### PASSAGE
-- START --

Just like any machine learning algorithm, k-NN has its strengths and weaknesses. Depending on the project and application, it may or may not be the right choice.
- Easy to implement: Given the algorithm’s simplicity and accuracy, it is one of the first classifiers that a new data scientist will learn.
- Adapts easily: As new training samples are added, the algorithm adjusts to account for any new data since all training data is stored into memory.
- Few hyperparameters: KNN only requires a k value and a distance metric, which is low when compared to other machine learning algorithms.
- Does not scale well: Since KNN is a lazy algorithm, it takes up more memory and data storage compared to other classifiers. This can be costly from both a time and money perspective. More memory and storage will drive up business expenses and more data can take longer to compute. While different data structures, such as Ball-Tree, have been created to address the computational inefficiencies, a different classifier may be ideal depending on the business problem.

-- END --

### ITEMS
-- START --

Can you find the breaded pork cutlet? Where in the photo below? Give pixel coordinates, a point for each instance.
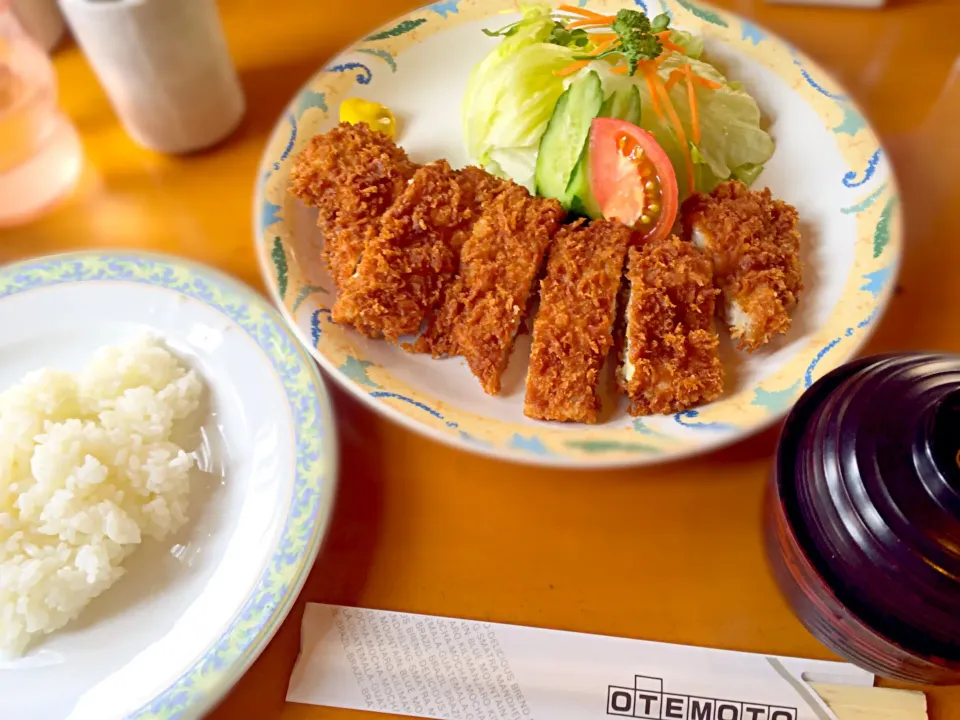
(573, 329)
(406, 266)
(351, 174)
(499, 263)
(669, 356)
(754, 245)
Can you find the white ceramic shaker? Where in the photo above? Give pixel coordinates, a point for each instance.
(165, 66)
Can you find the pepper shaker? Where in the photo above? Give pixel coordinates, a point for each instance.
(165, 67)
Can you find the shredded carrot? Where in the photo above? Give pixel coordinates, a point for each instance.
(675, 77)
(671, 112)
(694, 110)
(649, 74)
(585, 23)
(571, 68)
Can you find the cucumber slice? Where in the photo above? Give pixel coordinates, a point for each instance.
(566, 136)
(578, 197)
(623, 104)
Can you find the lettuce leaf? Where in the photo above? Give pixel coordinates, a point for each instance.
(731, 138)
(510, 96)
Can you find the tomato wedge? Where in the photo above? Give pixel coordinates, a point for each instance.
(632, 178)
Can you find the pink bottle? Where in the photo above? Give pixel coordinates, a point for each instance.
(40, 153)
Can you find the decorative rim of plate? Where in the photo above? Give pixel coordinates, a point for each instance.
(198, 688)
(874, 205)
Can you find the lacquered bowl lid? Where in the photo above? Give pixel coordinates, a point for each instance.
(868, 469)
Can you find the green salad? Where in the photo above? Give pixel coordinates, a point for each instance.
(531, 106)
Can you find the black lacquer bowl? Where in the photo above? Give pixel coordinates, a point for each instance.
(863, 520)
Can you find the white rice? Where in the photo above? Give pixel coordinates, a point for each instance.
(87, 470)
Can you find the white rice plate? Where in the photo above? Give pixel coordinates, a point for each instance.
(88, 470)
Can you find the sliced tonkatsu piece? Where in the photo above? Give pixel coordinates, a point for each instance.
(351, 174)
(573, 329)
(754, 244)
(669, 351)
(483, 308)
(405, 268)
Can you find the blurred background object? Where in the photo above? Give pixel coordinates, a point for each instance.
(836, 3)
(42, 20)
(40, 151)
(165, 66)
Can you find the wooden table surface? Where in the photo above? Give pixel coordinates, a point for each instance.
(668, 553)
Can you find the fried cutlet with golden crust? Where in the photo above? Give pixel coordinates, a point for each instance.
(406, 266)
(669, 352)
(499, 263)
(573, 329)
(754, 244)
(351, 174)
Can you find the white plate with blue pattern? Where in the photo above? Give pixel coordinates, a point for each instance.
(191, 614)
(828, 164)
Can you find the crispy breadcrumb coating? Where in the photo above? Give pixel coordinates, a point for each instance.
(670, 359)
(351, 174)
(754, 244)
(573, 329)
(483, 308)
(406, 266)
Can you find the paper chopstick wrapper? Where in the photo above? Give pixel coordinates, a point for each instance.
(435, 667)
(165, 66)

-- END --

### WHAT THIS EXERCISE ASKS
- A) Summarize the passage on k-NN's strengths and weaknesses in two sentences.
- B) Extend the passage on k-NN's strengths and weaknesses past its last sentence.

### OUTPUTS IN ORDER
- A) Like any machine learning algorithm, k-NN has strengths and weaknesses, so it may or may not suit a given project. It is easy to implement, adapts as new training samples are added, and needs only a k value and a distance metric, but it does not scale well because, as a lazy algorithm, it takes up more memory and storage, which can raise both time and money costs.

- B)
- Curse of dimensionality: The KNN algorithm tends to fall victim to the curse of dimensionality, which means that it doesn’t perform well with high-dimensional data inputs. This is sometimes also referred to as the peaking phenomenon (PDF, 340 MB) (link resides outside of ibm.com), where after the algorithm attains the optimal number of features, additional features increases the amount of classification errors, especially when the sample size is smaller.
- Prone to overfitting: Due to the “curse of dimensionality”, KNN is also more prone to overfitting. While feature selection and dimensionality reduction techniques are leveraged to prevent this from occurring, the value of k can also impact the model’s behavior. Lower values of k can overfit the data, whereas higher values of k tend to “smooth out” the prediction values since it is averaging the values over a greater area, or neighborhood. However, if the value of k is too high, then it can underfit the data.